EXERCISE DIRECTIONS:
Lines that contain "Outline": how many are there in the listing below? Answer with a number and nothing more.

DATA FOR THE TASK:

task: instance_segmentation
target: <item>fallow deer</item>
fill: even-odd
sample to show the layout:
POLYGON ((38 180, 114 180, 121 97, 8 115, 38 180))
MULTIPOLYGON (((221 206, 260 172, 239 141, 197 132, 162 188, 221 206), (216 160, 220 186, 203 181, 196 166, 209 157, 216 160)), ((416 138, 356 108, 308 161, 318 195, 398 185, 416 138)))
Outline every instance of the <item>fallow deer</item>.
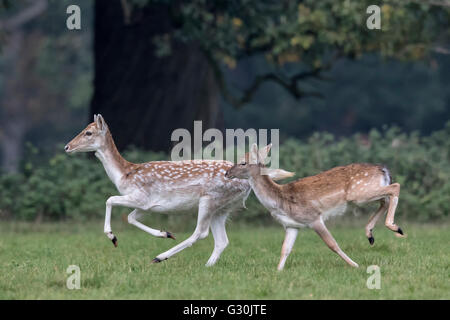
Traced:
MULTIPOLYGON (((111 230, 111 210, 114 206, 134 208, 128 222, 139 229, 161 238, 174 236, 167 231, 152 229, 137 219, 146 211, 173 213, 198 208, 197 226, 185 241, 158 255, 153 262, 166 260, 205 238, 209 228, 214 237, 214 250, 207 266, 214 265, 228 245, 225 222, 228 214, 245 204, 251 188, 246 180, 230 180, 225 172, 233 165, 220 160, 152 161, 131 163, 118 152, 108 126, 101 115, 65 146, 67 153, 95 152, 106 174, 121 194, 106 201, 104 232, 117 247, 117 238, 111 230)), ((264 149, 262 150, 264 152, 264 149)), ((265 156, 265 155, 262 155, 265 156)), ((274 179, 283 179, 293 173, 270 170, 274 179)))
MULTIPOLYGON (((267 152, 268 150, 265 154, 267 152)), ((380 202, 379 209, 370 217, 366 226, 366 235, 371 245, 374 243, 372 229, 386 211, 386 227, 396 232, 397 236, 403 236, 402 229, 394 223, 400 184, 392 183, 390 173, 384 166, 353 163, 284 185, 261 174, 263 168, 264 158, 254 144, 247 158, 229 169, 225 176, 248 179, 258 200, 284 226, 286 234, 278 270, 283 269, 300 227, 314 229, 331 250, 350 266, 358 267, 339 248, 324 224, 326 218, 343 213, 349 202, 380 202)))

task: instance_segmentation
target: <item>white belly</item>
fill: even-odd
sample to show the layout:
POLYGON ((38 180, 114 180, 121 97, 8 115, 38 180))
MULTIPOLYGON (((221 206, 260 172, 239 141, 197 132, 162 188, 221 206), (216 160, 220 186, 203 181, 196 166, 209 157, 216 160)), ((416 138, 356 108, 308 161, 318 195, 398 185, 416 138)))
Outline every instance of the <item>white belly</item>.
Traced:
POLYGON ((344 214, 345 210, 347 209, 347 203, 340 204, 334 208, 328 209, 326 211, 322 212, 322 219, 323 221, 344 214))
POLYGON ((295 221, 294 219, 287 216, 284 212, 273 210, 270 212, 270 214, 276 221, 281 223, 285 228, 287 228, 287 227, 290 227, 290 228, 306 227, 306 224, 295 221))
POLYGON ((191 211, 198 208, 198 196, 180 195, 180 194, 166 194, 153 195, 148 204, 147 211, 172 213, 181 211, 191 211))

ANSWER FOR THIS EXERCISE:
2